* [Set task]: In the jewelry excerpt below, what price does the writer give for each cheap craft metal skull?
++++ Excerpt to read
Not only does it save THOUSANDS of dollars of investment in tools and machines, it also means a LOT safer experience than you’d experience with a polisher — many horrible accidents can happen when using a high-speed polishing device of any kind, and with a torch, all kinds of things can go wrong — I’ll leave the details to your vivid imagination.

If you do decide to work on pure heavyweight gold tokens, and to house the results in 14k solid gold custom bezels, you’ll need the equipment I just outlined above.

The use of PURE 24k GOLD TOKENS and 14k SOLID GOLD BEZELS should, I think be restricted to Devotional and Invocational uses, not personal decoration, but I’m always ready to say to a customer, “this is available in pure sold 24k gold with a 14k bezel at an additional $***, if you’re interested.

Most folks will pretend they never heard you.

Selling takes place at whatever financial level that you yourself live within. You can’t go outside your social/economic bubble, and get very far.

Not everyone will want real gold, but enough will that you’ll find a market for that, too, but remember — the gold you sell is a REBATE, not a sale. You’ll never be able to get a decent price for the gold above today’s market price, but on the other hand, only gold will do, when it comes to Higher Planes and Realms of Pure Lands.

Okay, back to work I go…I’m making LOTS of CHEAP CRAFT METAL SKULLS just for you!!! They can be sold for a lousy $50 a pop, plus the bezel. Bezels can be priced anywhere from an extra $20 for a small sterling silver coin-edged bezel, all the way to an extra $3,500 or even more, for something a little more extravagantly high-karat and overweight.

Some of the skulls I’m making with the scribing tool remind me of some of the earlier Cubist pieces of Braque — the actual inventor of Cubism — and his copyist, Picasso, in relation to the so-called “African Masks” paintings, about 1905-1912-ish.

You might find my miniature Dutch Landscapes interesting and useful in jewelry as well. What you’d want to do is acquire a complete set of mountings, meaning bezels, so you can sell what you make and what you buy from others if you’ve a mind to.
++++++++
++++ Data lines
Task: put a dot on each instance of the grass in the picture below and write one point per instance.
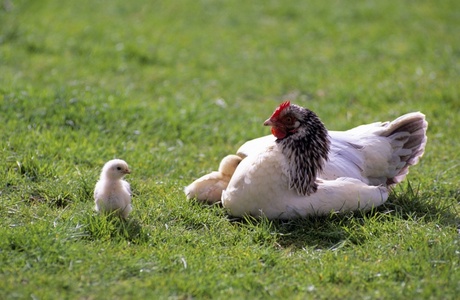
++++++++
* [Result of the task]: $50 each, plus the bezel.